(Collected data)

* Start *

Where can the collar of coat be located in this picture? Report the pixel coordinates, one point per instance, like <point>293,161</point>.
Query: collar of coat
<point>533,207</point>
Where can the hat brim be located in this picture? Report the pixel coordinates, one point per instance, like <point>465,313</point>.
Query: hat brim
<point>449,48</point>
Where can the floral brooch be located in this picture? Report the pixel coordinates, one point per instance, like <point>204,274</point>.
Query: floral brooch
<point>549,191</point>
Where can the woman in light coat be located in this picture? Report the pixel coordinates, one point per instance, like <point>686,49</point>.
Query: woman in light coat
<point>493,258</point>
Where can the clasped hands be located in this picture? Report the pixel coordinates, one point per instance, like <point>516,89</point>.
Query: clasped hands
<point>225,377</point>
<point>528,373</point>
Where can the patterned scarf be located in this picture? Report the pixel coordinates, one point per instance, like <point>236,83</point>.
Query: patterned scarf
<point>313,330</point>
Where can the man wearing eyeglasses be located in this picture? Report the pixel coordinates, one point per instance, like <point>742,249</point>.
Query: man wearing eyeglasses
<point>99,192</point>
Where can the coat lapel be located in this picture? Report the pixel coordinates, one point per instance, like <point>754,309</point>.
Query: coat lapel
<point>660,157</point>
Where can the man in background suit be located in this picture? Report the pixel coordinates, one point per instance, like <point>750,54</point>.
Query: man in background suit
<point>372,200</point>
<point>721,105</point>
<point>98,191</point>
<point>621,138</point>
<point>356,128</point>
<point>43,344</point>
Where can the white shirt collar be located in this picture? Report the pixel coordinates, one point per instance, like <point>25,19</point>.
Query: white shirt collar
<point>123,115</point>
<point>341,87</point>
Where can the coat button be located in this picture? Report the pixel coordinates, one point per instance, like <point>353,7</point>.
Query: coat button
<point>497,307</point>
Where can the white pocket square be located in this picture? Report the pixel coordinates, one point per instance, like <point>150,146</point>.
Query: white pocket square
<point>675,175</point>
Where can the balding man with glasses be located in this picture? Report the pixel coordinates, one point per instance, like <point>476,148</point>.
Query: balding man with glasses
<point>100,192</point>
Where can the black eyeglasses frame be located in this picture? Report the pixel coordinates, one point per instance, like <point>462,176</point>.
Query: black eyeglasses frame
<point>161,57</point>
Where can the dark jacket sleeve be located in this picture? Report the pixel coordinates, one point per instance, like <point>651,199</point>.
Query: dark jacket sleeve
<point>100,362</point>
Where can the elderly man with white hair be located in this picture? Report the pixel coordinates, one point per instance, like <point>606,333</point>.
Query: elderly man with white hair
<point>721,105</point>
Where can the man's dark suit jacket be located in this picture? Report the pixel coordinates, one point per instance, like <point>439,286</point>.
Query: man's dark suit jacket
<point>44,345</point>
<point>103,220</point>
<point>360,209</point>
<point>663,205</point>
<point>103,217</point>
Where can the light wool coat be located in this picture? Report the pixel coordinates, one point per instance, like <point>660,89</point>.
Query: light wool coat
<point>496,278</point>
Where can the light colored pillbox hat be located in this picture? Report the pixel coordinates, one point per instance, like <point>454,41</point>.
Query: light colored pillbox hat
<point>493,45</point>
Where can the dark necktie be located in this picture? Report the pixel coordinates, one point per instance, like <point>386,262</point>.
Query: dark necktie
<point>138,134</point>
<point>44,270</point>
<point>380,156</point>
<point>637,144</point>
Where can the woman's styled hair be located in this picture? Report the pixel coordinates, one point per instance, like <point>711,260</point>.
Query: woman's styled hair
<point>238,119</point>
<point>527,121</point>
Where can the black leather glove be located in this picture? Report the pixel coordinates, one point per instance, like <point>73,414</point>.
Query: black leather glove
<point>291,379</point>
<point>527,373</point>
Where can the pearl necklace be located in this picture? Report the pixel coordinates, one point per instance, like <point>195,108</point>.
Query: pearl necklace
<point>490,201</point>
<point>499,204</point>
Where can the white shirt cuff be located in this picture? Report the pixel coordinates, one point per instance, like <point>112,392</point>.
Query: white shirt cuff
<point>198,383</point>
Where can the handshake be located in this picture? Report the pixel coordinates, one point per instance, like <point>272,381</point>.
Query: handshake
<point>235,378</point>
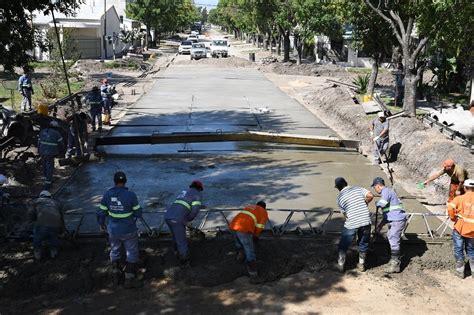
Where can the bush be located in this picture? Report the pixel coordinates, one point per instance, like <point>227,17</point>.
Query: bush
<point>362,82</point>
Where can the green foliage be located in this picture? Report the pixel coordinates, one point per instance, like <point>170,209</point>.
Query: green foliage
<point>362,82</point>
<point>17,36</point>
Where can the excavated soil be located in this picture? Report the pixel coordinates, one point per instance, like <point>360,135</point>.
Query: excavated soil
<point>83,270</point>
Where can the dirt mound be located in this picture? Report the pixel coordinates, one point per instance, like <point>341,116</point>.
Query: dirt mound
<point>232,61</point>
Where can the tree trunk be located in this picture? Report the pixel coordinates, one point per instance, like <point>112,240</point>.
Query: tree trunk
<point>373,77</point>
<point>286,46</point>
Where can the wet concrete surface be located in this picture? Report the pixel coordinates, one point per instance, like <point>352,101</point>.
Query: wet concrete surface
<point>207,98</point>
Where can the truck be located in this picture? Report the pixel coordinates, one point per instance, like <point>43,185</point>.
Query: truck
<point>219,48</point>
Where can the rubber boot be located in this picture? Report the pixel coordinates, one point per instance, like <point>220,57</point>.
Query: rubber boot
<point>117,272</point>
<point>459,269</point>
<point>252,269</point>
<point>240,255</point>
<point>53,253</point>
<point>131,280</point>
<point>341,261</point>
<point>184,261</point>
<point>361,264</point>
<point>394,263</point>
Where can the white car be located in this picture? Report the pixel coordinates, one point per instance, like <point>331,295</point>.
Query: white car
<point>220,48</point>
<point>185,47</point>
<point>198,51</point>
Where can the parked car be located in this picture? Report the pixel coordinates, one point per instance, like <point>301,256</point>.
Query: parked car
<point>219,48</point>
<point>198,51</point>
<point>185,47</point>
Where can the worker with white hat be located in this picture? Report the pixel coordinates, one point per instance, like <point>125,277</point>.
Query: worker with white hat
<point>379,133</point>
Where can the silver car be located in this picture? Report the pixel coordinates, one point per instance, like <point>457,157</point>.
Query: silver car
<point>198,51</point>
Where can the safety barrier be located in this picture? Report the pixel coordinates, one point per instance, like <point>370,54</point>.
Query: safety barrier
<point>281,229</point>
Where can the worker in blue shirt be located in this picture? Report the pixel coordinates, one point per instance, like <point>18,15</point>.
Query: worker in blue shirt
<point>117,214</point>
<point>25,87</point>
<point>183,210</point>
<point>50,145</point>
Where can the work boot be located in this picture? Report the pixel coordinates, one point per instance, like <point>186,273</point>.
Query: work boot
<point>394,263</point>
<point>341,261</point>
<point>117,272</point>
<point>131,279</point>
<point>37,254</point>
<point>459,269</point>
<point>53,253</point>
<point>361,264</point>
<point>252,269</point>
<point>240,255</point>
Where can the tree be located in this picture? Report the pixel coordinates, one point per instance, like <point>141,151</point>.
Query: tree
<point>404,18</point>
<point>371,34</point>
<point>17,34</point>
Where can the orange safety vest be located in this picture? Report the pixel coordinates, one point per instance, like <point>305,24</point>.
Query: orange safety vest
<point>461,211</point>
<point>251,220</point>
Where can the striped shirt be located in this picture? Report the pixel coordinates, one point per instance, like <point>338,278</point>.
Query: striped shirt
<point>351,202</point>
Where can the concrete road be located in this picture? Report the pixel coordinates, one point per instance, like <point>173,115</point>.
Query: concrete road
<point>196,98</point>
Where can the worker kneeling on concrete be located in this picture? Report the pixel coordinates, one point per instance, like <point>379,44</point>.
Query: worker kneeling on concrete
<point>117,213</point>
<point>393,215</point>
<point>461,212</point>
<point>183,210</point>
<point>247,226</point>
<point>352,202</point>
<point>47,216</point>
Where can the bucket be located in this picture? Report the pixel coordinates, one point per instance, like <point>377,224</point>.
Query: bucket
<point>42,109</point>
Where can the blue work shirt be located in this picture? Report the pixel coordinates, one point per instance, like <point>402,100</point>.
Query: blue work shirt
<point>121,209</point>
<point>391,205</point>
<point>186,206</point>
<point>50,142</point>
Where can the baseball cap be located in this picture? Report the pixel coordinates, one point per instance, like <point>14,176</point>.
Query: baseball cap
<point>378,180</point>
<point>120,177</point>
<point>469,183</point>
<point>340,182</point>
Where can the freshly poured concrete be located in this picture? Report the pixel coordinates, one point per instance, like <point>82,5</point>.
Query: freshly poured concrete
<point>197,99</point>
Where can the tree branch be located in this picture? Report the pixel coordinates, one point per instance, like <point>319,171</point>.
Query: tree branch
<point>386,18</point>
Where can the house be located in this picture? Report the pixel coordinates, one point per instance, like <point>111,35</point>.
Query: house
<point>93,28</point>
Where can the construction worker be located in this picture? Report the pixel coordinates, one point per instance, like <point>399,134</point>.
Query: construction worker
<point>94,99</point>
<point>47,216</point>
<point>457,174</point>
<point>105,92</point>
<point>183,210</point>
<point>379,128</point>
<point>461,212</point>
<point>25,87</point>
<point>247,226</point>
<point>117,214</point>
<point>393,215</point>
<point>353,201</point>
<point>50,145</point>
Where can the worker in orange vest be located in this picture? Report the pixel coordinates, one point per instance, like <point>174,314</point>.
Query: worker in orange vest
<point>461,212</point>
<point>247,226</point>
<point>458,175</point>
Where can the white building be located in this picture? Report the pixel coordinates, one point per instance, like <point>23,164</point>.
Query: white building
<point>90,24</point>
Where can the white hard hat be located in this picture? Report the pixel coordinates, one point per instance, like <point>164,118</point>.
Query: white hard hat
<point>469,183</point>
<point>45,194</point>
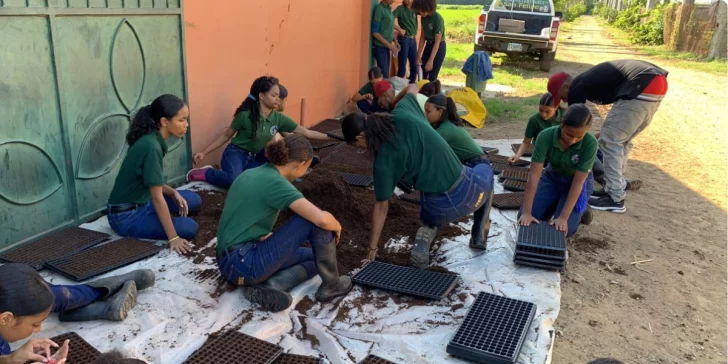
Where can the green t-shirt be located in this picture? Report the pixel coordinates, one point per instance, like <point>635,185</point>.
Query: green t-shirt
<point>460,141</point>
<point>383,23</point>
<point>252,205</point>
<point>407,19</point>
<point>416,155</point>
<point>267,128</point>
<point>433,24</point>
<point>141,169</point>
<point>536,124</point>
<point>579,157</point>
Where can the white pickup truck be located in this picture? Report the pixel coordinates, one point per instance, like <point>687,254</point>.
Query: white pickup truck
<point>520,26</point>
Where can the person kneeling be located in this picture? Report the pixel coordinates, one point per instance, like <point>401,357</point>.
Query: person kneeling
<point>268,264</point>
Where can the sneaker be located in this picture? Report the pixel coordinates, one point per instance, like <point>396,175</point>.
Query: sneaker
<point>605,203</point>
<point>198,174</point>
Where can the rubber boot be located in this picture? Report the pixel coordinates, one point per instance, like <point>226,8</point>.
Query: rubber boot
<point>420,256</point>
<point>271,294</point>
<point>332,284</point>
<point>143,278</point>
<point>481,225</point>
<point>115,308</point>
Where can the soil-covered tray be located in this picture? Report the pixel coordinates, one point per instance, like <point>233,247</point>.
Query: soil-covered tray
<point>54,246</point>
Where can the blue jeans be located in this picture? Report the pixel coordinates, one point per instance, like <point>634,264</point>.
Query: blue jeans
<point>470,193</point>
<point>234,162</point>
<point>407,52</point>
<point>437,62</point>
<point>551,196</point>
<point>143,223</point>
<point>253,265</point>
<point>382,55</point>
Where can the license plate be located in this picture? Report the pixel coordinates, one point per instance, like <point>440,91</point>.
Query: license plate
<point>515,47</point>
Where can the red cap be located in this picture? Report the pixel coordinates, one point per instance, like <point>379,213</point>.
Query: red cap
<point>381,87</point>
<point>555,82</point>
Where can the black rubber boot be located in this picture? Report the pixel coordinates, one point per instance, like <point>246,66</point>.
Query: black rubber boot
<point>271,294</point>
<point>115,308</point>
<point>333,285</point>
<point>481,225</point>
<point>143,278</point>
<point>420,256</point>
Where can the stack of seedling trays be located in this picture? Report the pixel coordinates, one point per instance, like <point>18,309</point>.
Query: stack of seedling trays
<point>493,330</point>
<point>407,280</point>
<point>541,246</point>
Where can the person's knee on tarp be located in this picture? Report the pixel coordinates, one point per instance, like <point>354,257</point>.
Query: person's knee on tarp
<point>406,149</point>
<point>564,186</point>
<point>270,263</point>
<point>255,123</point>
<point>141,204</point>
<point>26,300</point>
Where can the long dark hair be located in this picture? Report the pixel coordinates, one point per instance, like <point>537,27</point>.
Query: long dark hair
<point>446,103</point>
<point>149,117</point>
<point>22,290</point>
<point>251,103</point>
<point>378,129</point>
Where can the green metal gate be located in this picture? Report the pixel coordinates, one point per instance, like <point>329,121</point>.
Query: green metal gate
<point>72,72</point>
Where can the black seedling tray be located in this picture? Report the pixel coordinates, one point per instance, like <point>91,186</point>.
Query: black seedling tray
<point>79,350</point>
<point>373,359</point>
<point>235,348</point>
<point>542,235</point>
<point>512,185</point>
<point>527,153</point>
<point>54,246</point>
<point>412,281</point>
<point>92,262</point>
<point>508,201</point>
<point>357,179</point>
<point>494,330</point>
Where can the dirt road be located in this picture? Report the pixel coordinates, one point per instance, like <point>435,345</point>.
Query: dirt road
<point>671,309</point>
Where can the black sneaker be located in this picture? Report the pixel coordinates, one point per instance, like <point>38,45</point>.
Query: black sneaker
<point>605,203</point>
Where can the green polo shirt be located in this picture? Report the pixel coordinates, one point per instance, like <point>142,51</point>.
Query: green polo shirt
<point>141,169</point>
<point>433,24</point>
<point>267,128</point>
<point>537,124</point>
<point>252,205</point>
<point>460,141</point>
<point>407,19</point>
<point>579,157</point>
<point>416,155</point>
<point>383,23</point>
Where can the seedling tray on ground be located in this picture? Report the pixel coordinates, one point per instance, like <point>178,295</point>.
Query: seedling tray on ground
<point>493,330</point>
<point>512,185</point>
<point>297,359</point>
<point>407,280</point>
<point>508,201</point>
<point>357,179</point>
<point>235,348</point>
<point>54,246</point>
<point>92,262</point>
<point>373,359</point>
<point>527,153</point>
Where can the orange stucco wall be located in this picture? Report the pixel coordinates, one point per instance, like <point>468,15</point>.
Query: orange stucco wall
<point>317,48</point>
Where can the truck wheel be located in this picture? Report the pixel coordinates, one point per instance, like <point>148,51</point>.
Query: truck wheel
<point>547,59</point>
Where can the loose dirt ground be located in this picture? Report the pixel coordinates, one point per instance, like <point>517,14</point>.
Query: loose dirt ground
<point>673,308</point>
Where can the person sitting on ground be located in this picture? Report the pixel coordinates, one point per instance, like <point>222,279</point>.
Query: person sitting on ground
<point>26,300</point>
<point>442,114</point>
<point>141,204</point>
<point>256,122</point>
<point>547,116</point>
<point>270,263</point>
<point>561,190</point>
<point>406,149</point>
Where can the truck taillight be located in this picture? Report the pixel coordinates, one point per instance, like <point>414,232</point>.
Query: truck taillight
<point>555,28</point>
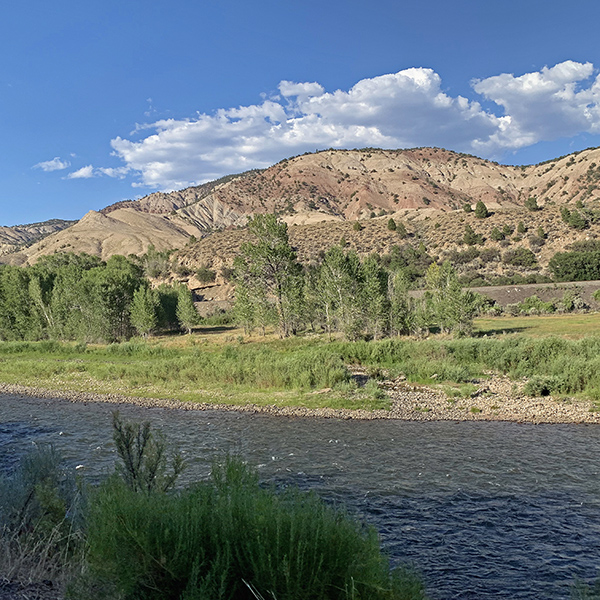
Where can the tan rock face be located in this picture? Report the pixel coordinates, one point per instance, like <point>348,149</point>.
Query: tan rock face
<point>334,186</point>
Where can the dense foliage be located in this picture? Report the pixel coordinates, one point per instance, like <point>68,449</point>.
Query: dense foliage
<point>365,298</point>
<point>79,297</point>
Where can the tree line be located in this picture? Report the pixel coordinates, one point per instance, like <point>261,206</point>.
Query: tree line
<point>80,297</point>
<point>362,298</point>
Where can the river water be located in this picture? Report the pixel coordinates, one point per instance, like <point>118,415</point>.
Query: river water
<point>484,510</point>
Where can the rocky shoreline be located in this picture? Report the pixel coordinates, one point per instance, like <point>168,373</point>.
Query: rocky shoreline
<point>495,399</point>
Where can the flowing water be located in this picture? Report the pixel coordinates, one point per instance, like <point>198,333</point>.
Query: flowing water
<point>484,510</point>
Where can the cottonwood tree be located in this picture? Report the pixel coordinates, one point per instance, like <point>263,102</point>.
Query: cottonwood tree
<point>375,296</point>
<point>338,286</point>
<point>144,310</point>
<point>268,268</point>
<point>187,315</point>
<point>450,307</point>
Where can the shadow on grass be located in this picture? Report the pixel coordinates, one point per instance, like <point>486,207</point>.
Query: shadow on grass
<point>214,329</point>
<point>499,331</point>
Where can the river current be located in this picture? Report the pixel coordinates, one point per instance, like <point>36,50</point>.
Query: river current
<point>485,511</point>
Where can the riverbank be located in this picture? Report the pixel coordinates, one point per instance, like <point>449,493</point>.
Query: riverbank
<point>497,398</point>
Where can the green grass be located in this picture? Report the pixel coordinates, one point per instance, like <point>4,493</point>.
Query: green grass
<point>572,326</point>
<point>273,373</point>
<point>312,372</point>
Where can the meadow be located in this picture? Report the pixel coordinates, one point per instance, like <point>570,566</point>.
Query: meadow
<point>559,354</point>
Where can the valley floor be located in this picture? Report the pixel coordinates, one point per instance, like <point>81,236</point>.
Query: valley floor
<point>495,399</point>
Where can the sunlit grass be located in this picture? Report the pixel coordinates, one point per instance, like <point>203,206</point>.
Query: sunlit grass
<point>572,326</point>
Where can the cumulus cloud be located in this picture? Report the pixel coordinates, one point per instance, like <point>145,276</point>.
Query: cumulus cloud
<point>56,164</point>
<point>404,109</point>
<point>89,171</point>
<point>83,173</point>
<point>115,172</point>
<point>545,105</point>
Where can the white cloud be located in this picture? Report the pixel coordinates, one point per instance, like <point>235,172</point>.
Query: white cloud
<point>115,172</point>
<point>56,164</point>
<point>83,173</point>
<point>545,105</point>
<point>408,108</point>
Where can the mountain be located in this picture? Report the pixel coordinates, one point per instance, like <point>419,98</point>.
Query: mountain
<point>18,236</point>
<point>333,185</point>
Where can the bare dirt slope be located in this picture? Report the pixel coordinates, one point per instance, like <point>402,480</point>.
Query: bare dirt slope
<point>123,231</point>
<point>336,186</point>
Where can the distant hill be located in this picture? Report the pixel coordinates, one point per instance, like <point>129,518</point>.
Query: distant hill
<point>419,186</point>
<point>19,236</point>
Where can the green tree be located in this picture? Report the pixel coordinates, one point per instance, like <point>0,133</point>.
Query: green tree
<point>374,296</point>
<point>270,263</point>
<point>338,288</point>
<point>451,308</point>
<point>401,309</point>
<point>496,234</point>
<point>470,237</point>
<point>144,310</point>
<point>187,315</point>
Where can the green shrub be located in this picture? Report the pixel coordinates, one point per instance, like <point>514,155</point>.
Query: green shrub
<point>519,257</point>
<point>205,275</point>
<point>541,386</point>
<point>231,538</point>
<point>531,204</point>
<point>481,211</point>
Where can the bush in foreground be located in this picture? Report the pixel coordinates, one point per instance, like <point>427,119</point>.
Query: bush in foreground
<point>230,538</point>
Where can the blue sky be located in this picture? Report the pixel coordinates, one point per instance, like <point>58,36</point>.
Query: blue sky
<point>102,101</point>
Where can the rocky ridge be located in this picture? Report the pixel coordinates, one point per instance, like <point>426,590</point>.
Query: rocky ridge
<point>331,186</point>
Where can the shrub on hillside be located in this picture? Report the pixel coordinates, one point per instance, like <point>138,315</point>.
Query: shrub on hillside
<point>519,257</point>
<point>481,211</point>
<point>575,266</point>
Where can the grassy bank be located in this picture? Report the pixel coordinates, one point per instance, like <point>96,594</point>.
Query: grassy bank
<point>309,372</point>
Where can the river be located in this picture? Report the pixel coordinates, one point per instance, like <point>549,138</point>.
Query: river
<point>484,510</point>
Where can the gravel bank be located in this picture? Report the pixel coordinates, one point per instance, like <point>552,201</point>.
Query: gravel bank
<point>495,399</point>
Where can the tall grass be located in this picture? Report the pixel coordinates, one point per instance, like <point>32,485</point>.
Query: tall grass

* End *

Exercise requirements:
Starting at the line with "Where can the green shrub", copy every line up to and including the last one in the entries above.

Exercise answer:
Where can the green shrub be located in this picture? Report the pixel coordinates, one point per instance, like <point>514,155</point>.
Query: green shrub
<point>519,257</point>
<point>205,275</point>
<point>541,386</point>
<point>231,538</point>
<point>531,204</point>
<point>481,211</point>
Where can the bush in foreground be located in this picture? Report the pixel coordinates, one point per instance, like <point>427,119</point>.
Query: bush in foreground
<point>230,538</point>
Where can the blue sky be located in this picture? Report the pixel coordinates, one point per instance, like <point>58,36</point>.
Query: blue sky
<point>102,101</point>
Where can the rocky ridge be located in this picture? Report the pixel coordinates, one point per instance, like <point>426,590</point>.
Query: rocky ridge
<point>331,186</point>
Where can the shrub on hillside be located in this picture? Report the pixel coordinates, one point per instance, like <point>138,315</point>.
Query: shrub on hillside
<point>519,257</point>
<point>481,211</point>
<point>575,266</point>
Where can the grassy bank be located in this picture? Report the pixel coordinates, one point per instance, like <point>96,594</point>.
Query: grassy bank
<point>309,372</point>
Where can the river be located in this picture? Report the pixel coordinates, one point per instance, like <point>549,138</point>.
Query: river
<point>484,510</point>
Where can the gravel bank be located in this picture? Report the pixel coordinates, one point per instance, like <point>552,201</point>.
Query: gravel bank
<point>495,399</point>
Where can the tall grass be located in this picture? Report the pixel coordinates, one point per instance, like <point>32,485</point>.
Query: tall grass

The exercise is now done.